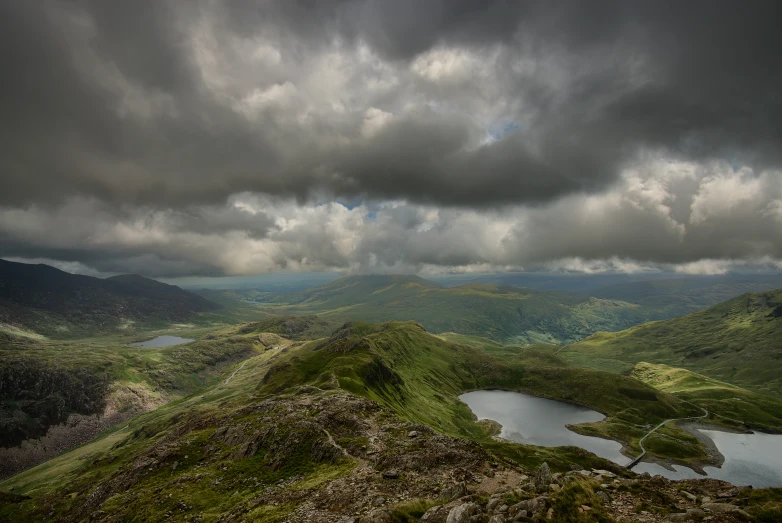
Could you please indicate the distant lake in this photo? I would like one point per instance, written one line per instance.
(162, 341)
(750, 459)
(537, 421)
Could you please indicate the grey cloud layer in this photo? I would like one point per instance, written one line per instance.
(168, 103)
(205, 137)
(731, 217)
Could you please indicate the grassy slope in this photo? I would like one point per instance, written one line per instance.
(739, 342)
(414, 374)
(59, 304)
(42, 382)
(728, 403)
(419, 376)
(507, 314)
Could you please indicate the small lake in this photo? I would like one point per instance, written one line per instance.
(537, 421)
(162, 341)
(750, 459)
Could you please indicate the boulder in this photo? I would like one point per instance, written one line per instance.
(718, 508)
(543, 477)
(462, 513)
(603, 496)
(454, 491)
(690, 497)
(730, 493)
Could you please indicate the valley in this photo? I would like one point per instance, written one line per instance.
(280, 418)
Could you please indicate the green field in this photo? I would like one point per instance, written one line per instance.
(738, 342)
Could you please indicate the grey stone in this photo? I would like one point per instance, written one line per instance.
(543, 477)
(603, 497)
(718, 508)
(454, 491)
(462, 513)
(731, 493)
(690, 497)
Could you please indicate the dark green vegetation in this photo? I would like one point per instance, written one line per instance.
(503, 313)
(48, 301)
(738, 342)
(419, 376)
(507, 314)
(267, 423)
(727, 404)
(44, 382)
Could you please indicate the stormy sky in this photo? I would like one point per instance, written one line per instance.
(199, 137)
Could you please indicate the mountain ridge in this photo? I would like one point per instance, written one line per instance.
(737, 341)
(55, 303)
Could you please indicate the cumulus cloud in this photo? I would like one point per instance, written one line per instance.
(203, 137)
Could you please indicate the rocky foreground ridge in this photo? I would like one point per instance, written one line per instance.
(331, 456)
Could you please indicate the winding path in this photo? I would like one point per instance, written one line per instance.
(638, 458)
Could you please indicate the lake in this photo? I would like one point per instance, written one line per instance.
(537, 421)
(162, 341)
(750, 459)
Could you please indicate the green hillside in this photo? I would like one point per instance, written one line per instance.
(92, 385)
(507, 314)
(58, 304)
(729, 403)
(738, 342)
(327, 424)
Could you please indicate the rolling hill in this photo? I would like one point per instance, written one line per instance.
(58, 304)
(503, 313)
(507, 314)
(738, 342)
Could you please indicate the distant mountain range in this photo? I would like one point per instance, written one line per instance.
(55, 303)
(738, 341)
(505, 313)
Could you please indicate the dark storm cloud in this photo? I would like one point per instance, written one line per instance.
(110, 99)
(198, 137)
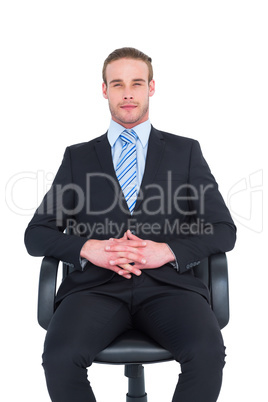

========================================================================

## Work required:
The expected output is every record above, copied exactly, without pictures.

## Written reply:
Could you please indicate the distant lake in this photo? I would like one point per instance, written one line per instance.
(162, 341)
(750, 459)
(537, 421)
Could you please indicate the grey cloud layer in this photo? I would like one point per instance, written one line per instance.
(168, 103)
(205, 137)
(731, 217)
Could you please indicate the grassy slope in this photo? I would like one point per instance, written one line per instance.
(739, 342)
(414, 374)
(59, 304)
(42, 382)
(728, 403)
(419, 376)
(507, 314)
Could you please indicate the small lake in this photo? I would like one point per instance, written one line per instance.
(537, 421)
(162, 341)
(750, 459)
Could you please indicate the boulder in this photo? I would like one point per instance, written one line per instance.
(718, 508)
(543, 477)
(462, 513)
(603, 496)
(454, 491)
(690, 497)
(730, 493)
Could you please indicate the valley in this photo? I would like one point per instance, written one line per instance.
(280, 418)
Could you please indicate the green field in this photo? I would like one point per instance, written one line per instance.
(738, 342)
Could you please indicate the grey stone in this photo? I would like one point per instance, written one line per instance.
(543, 477)
(603, 497)
(718, 508)
(454, 491)
(462, 513)
(731, 493)
(690, 497)
Could you please indicate the dark green vegetation in this photo? I would like one point per instance, written one line per instance.
(503, 313)
(48, 301)
(738, 342)
(419, 376)
(507, 314)
(267, 423)
(727, 404)
(44, 382)
Could you please indicate the stormy sky in this photo? I would like one point per instance, written one line per instance.
(199, 137)
Could you please indicate the mountain ridge in this photo? I would like one point per instance, written one line per instance.
(737, 341)
(55, 303)
Could you please indicate the cumulus cloud in this photo? I would like one point per instance, written one line per instance.
(203, 137)
Could you please indicate the rocky foreground ridge in this photo? I would like one point per instance, written one line per instance.
(331, 456)
Could you please indicate the winding path in this photo? I would like one point per instance, written one line per instance.
(638, 458)
Could you please indicate the lake in this photo? I would like one point per instance, written one line per instance.
(537, 421)
(162, 341)
(750, 459)
Could you please indicate the green hillside in this photo? I would like one point per instance, written one line per instance.
(92, 385)
(507, 314)
(58, 304)
(729, 403)
(738, 342)
(327, 424)
Could you please indicate the rolling hill in this photo? I would like one point per instance, written one line per instance.
(58, 304)
(503, 313)
(507, 314)
(738, 342)
Could you please indicate the distant mountain range in this photo? I would like one point per instance, written one line per instance.
(55, 303)
(738, 341)
(505, 313)
Could you please indicate the dark storm cloud in this photo? I would like one point per instance, written one line per instance.
(110, 99)
(198, 137)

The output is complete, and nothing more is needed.